[[ Supplied text open ]]

Experts still believe a slowdown is coming
Annual UK house price growth increased slightly in July to 11.0% from 10.7% in June, the latest Nationwide House Price Index has shown.
Prices rose by 0.1% month-on-month, the 12th successive monthly increase, which kept annual price growth in double digits for the ninth month in a row.
“The housing market has retained a surprising degree of momentum given the mounting pressures on household budgets from high inflation, which has already driven consumer confidence to all-time lows,” Robert Gardner, chief economist at Nationwide, said. “While there are tentative signs of a slowdown in activity, with a dip in the number of mortgage approvals for house purchases in June, this has yet to feed through to price growth.
“Demand continues to be supported by strong labour market conditions, where the unemployment rate remains near 50-year lows and with the number of job vacancies close to record highs. At the same time, the limited stock of homes on the market has helped keep upward pressure on house prices.”
Rose Lyle, director of private clients at property consultants INHOUS, agreed that high buyer demand is still pushing house prices up.
“Despite stock levels freeing up a little, there is more than one buyer for each house, with competitive bidding on several transactions,” Lyle said. “The autumn market is likely to be strong, despite rising interest rates and worries over the economy. There are plenty of buyers with cash available and, with inflation at the level it is, leaving that money in a bank account does not make sound sense.”
According to David Reed, operations director at Richmond estate agency Antony Roberts, new instructions in coveted areas remain a big draw to eager buyers, keen to enquire or set up a viewing.
“While many families will have secured their desired move prior to the start of the academic year in September, there are still many purchasers looking for an autumn move and who are seemingly undeterred by any prospect of a further tweak to interest rates,” Reed pointed out.

[[ Supplied text closed ]]

** Work required **
List every person named in the text on UK house prices, along with the job title and organization the text gives for each.

[[ Raw data open ]]

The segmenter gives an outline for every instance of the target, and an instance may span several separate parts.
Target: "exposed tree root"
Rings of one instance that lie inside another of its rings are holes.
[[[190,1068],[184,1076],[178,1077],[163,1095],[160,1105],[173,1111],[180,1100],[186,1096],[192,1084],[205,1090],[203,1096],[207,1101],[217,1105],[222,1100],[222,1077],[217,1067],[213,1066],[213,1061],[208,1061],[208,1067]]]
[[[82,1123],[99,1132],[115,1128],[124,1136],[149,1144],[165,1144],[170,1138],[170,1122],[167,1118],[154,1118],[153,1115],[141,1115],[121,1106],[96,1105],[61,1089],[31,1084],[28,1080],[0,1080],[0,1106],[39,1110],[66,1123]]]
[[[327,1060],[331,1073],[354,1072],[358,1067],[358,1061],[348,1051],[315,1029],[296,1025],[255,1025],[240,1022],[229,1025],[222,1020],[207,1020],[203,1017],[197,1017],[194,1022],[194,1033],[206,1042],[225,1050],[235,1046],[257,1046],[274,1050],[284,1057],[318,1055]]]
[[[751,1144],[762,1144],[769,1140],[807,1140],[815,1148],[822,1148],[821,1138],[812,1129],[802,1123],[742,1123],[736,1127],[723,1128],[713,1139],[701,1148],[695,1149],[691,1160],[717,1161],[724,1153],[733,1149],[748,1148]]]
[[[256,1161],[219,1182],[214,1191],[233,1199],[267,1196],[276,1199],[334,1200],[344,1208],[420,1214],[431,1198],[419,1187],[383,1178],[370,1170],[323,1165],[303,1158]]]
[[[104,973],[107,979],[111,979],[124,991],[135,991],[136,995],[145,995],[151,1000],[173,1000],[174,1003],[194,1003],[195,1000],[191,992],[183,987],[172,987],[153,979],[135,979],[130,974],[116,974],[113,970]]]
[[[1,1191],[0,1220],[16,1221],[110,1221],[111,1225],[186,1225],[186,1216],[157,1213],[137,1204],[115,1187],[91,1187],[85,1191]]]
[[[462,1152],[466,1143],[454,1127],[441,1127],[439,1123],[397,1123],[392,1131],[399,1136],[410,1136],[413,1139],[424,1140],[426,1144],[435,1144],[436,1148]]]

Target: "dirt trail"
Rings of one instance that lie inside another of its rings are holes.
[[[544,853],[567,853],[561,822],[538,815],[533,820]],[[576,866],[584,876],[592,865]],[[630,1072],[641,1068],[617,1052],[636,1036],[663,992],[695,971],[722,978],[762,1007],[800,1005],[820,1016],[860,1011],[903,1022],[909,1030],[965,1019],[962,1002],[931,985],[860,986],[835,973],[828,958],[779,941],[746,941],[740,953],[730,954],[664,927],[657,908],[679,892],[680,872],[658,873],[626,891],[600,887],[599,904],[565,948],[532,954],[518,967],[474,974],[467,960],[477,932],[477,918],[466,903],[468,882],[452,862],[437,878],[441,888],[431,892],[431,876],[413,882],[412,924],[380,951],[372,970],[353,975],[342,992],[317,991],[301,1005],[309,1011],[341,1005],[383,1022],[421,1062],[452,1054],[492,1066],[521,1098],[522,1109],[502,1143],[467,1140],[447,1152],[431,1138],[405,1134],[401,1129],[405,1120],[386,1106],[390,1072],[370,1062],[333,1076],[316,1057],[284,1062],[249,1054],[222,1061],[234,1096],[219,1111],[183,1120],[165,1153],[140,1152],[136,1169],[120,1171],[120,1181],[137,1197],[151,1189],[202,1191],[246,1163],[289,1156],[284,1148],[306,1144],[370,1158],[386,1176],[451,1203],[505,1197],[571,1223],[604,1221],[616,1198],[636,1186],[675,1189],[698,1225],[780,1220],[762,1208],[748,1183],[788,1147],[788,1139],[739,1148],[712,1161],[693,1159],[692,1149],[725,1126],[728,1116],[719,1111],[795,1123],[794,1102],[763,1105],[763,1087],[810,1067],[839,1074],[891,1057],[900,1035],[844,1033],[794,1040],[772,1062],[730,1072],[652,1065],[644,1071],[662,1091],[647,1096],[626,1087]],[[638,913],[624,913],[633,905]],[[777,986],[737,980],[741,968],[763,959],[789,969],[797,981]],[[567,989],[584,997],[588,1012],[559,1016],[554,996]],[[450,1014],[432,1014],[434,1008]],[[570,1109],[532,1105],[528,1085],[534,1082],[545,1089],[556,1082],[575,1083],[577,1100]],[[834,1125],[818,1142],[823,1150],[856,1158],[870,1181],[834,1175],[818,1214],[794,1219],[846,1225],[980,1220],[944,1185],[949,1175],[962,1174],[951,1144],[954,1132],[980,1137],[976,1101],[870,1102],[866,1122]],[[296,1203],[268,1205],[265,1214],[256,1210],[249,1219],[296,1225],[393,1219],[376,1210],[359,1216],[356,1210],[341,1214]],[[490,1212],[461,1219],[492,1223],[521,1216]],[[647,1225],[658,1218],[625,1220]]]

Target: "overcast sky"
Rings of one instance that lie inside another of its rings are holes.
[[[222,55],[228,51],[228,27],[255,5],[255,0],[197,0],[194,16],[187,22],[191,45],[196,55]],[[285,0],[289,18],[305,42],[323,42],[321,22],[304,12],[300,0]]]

[[ Raw data closed ]]

** Task answer **
- Robert Gardner, chief economist at Nationwide
- Rose Lyle, director of private clients at INHOUS
- David Reed, operations director at Antony Roberts